▶ _WORK REQUIRED_:
Please restate the data that follows, leaving every word in place.

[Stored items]
************

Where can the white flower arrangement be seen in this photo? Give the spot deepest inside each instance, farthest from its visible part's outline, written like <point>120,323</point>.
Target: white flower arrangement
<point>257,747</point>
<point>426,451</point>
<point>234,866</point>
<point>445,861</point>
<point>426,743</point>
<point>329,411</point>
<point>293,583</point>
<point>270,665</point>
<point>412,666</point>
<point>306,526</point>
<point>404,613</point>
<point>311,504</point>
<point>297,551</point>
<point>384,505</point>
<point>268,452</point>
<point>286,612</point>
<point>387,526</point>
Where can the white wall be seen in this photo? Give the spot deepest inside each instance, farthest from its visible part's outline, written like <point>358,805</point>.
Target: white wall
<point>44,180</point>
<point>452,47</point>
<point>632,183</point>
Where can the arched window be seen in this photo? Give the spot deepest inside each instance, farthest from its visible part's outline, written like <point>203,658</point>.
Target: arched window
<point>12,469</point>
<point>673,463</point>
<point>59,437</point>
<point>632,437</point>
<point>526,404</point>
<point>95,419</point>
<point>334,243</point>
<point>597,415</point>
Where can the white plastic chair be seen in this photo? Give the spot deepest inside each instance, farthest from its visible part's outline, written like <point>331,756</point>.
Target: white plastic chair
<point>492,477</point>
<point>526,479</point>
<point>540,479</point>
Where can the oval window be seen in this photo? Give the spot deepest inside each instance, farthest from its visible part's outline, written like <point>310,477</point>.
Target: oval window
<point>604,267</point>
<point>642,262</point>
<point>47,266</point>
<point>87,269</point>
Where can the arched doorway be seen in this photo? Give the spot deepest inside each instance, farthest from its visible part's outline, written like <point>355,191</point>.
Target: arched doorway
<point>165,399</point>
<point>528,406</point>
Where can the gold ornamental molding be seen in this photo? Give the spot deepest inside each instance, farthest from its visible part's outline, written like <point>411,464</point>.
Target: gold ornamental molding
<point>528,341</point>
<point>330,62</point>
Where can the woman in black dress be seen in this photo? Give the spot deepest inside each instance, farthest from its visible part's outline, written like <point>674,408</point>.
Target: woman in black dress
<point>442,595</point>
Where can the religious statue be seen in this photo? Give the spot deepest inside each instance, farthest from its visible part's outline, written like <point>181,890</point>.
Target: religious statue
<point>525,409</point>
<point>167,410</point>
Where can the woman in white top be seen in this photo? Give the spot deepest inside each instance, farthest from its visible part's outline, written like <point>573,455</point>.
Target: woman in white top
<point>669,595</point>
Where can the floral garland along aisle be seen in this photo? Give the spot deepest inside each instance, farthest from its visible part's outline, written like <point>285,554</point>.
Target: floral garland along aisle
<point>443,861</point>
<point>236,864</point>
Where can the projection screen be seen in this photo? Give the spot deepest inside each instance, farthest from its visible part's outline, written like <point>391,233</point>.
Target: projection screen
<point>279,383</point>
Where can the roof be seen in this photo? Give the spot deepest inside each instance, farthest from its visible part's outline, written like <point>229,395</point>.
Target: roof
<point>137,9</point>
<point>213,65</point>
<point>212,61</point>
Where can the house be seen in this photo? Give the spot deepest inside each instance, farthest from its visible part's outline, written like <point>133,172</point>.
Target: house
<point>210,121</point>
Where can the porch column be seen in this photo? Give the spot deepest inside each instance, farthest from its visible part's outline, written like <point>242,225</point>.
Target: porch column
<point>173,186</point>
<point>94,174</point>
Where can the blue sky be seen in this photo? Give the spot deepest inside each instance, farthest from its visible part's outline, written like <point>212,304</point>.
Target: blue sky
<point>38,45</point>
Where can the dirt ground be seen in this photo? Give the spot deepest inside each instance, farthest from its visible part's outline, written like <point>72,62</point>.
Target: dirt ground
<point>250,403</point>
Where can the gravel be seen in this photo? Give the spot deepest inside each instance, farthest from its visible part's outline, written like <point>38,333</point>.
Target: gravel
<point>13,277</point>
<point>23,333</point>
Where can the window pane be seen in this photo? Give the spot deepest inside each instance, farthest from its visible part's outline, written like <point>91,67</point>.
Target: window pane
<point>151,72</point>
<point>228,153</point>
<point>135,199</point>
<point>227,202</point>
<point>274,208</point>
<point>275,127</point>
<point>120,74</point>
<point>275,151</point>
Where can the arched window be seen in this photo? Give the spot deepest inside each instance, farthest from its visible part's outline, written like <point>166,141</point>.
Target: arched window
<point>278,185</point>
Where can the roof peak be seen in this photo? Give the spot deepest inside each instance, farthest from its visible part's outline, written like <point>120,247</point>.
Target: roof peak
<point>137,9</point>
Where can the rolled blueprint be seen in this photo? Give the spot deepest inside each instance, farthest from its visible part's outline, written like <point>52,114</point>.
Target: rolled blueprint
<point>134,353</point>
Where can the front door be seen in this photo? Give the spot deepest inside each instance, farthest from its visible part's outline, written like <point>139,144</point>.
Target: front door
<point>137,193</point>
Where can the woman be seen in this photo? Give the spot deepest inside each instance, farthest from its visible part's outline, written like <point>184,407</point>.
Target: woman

************

▶ _ANSWER TO THE EXERCISE_:
Where can the white flower arrangement be seen in this photo? Give the spot deepest inside each instance, farthest from its visible part's outline, written like <point>120,323</point>.
Target: white flower arrangement
<point>257,747</point>
<point>426,451</point>
<point>234,866</point>
<point>445,861</point>
<point>426,743</point>
<point>329,411</point>
<point>293,583</point>
<point>270,665</point>
<point>412,666</point>
<point>306,526</point>
<point>404,613</point>
<point>311,504</point>
<point>297,551</point>
<point>384,505</point>
<point>268,452</point>
<point>286,612</point>
<point>387,526</point>
Where can the white wall be seen in this photo? Give the spot deepest inside each instance, farthest from its visible part's outline, written like <point>358,805</point>.
Target: white wall
<point>44,180</point>
<point>452,47</point>
<point>632,183</point>
Where can the arched window be seen in this photo? Give the spot deepest inside each instance, farthest from its visible part's outline, written like <point>203,658</point>.
Target: arched window
<point>12,469</point>
<point>673,463</point>
<point>59,437</point>
<point>632,437</point>
<point>526,404</point>
<point>95,419</point>
<point>334,243</point>
<point>597,415</point>
Where can the white plastic chair be seen in this photo? Give the spot deepest inside each instance, farthest from its visible part's outline, written like <point>331,756</point>.
Target: white plastic chair
<point>492,477</point>
<point>526,479</point>
<point>540,479</point>
Where can the oval window be seen in this photo? Give the spot deepest inside each instance, farthest from its visible part's outline, written like <point>310,477</point>.
Target: oval window
<point>604,267</point>
<point>642,262</point>
<point>47,266</point>
<point>87,269</point>
Where can the arched doorway be seen in this photo? Give the spot deepest inside each instance, farthest from its visible part's outline, written like <point>355,191</point>.
Target: arched doorway
<point>165,399</point>
<point>528,406</point>
Where can the gold ornamental molding be seen in this photo? Give the spot deepest inside each instance, farthest from its visible part's outline, written like <point>411,464</point>.
Target: gold ornamental molding
<point>528,341</point>
<point>330,62</point>
Where can the woman in black dress be seen in this photo? Give the spot deepest inside each instance, farthest from its visible part's outline, written like <point>674,408</point>.
Target: woman in black dress
<point>442,595</point>
Where can the religious statue be seen in this photo? Give the spot deepest inside each instance, farthest from its visible part's outline, written like <point>181,890</point>.
Target: religious statue
<point>525,409</point>
<point>167,410</point>
Where can the woman in white top be seen in this photo? Give the spot deepest inside each instance, farthest from its visible part's outline, written like <point>573,455</point>.
Target: woman in white top
<point>669,595</point>
Where can the floral garland along aisle be seen in this photo? Give the spot deepest inside each instance, farthest from its visible part's outline, written like <point>285,554</point>.
Target: floral garland along aisle
<point>443,861</point>
<point>236,864</point>
Where can the projection screen be seen in this photo? Give the spot deepest inside each instance, farthest from its visible part's outline, written like <point>391,233</point>.
Target: projection screen
<point>279,383</point>
Where can the roof be seen in this photo? Give the spot deepest inside each instance, farthest from its visible part's outline, written like <point>229,395</point>.
Target: roof
<point>137,9</point>
<point>213,65</point>
<point>212,61</point>
Where can the house be seen in this photo? Give the spot deepest inside each instance, farthest from its visible part's outline, written like <point>133,172</point>.
Target: house
<point>210,121</point>
Where can the porch column be seen in this photo? Give the spot deepest inside each instance, farthest from its visible part's outline, written like <point>242,225</point>.
Target: porch column
<point>173,186</point>
<point>94,174</point>
Where can the blue sky be seen in this photo? Give the spot deepest inside each instance, farthest from its visible part's outline, written like <point>212,304</point>.
Target: blue sky
<point>38,45</point>
Where can the dirt ground be seen in this photo? Give the spot deepest inside each instance, farthest from its visible part's outline, written like <point>72,62</point>.
Target: dirt ground
<point>250,403</point>
Where can the gravel be seen in this photo? Give the spot deepest inside each instance, farthest from its visible part's outline, written like <point>38,333</point>.
Target: gravel
<point>13,277</point>
<point>23,333</point>
Where can the window pane be seen in this photo? Give the spot deepest inside each instance, farthest from its visible part's outline, written like <point>91,67</point>.
Target: window pane
<point>151,72</point>
<point>228,153</point>
<point>135,199</point>
<point>227,202</point>
<point>274,208</point>
<point>275,127</point>
<point>120,74</point>
<point>275,151</point>
Where can the arched window be seen in this photo? Give the spot deepest inside each instance, farthest from its visible part's outline, written like <point>166,141</point>.
Target: arched window
<point>278,185</point>
Where can the roof peak be seen in this photo? Give the spot deepest inside each instance, farthest from its visible part's outline, written like <point>120,247</point>.
Target: roof peak
<point>137,9</point>
Where can the rolled blueprint be seen in this photo? Give the spot deepest inside each instance, farthest from its visible part's outline, written like <point>52,114</point>.
Target: rolled blueprint
<point>134,353</point>
Where can the front door be seen in this photo? Give the spot deepest inside each instance, farthest from its visible part's outline, written like <point>139,144</point>.
Target: front door
<point>137,193</point>
Where can the woman be seen in this photo? Give the spot deepest inside each instance, farthest from its visible part's outline, written like <point>184,407</point>.
Target: woman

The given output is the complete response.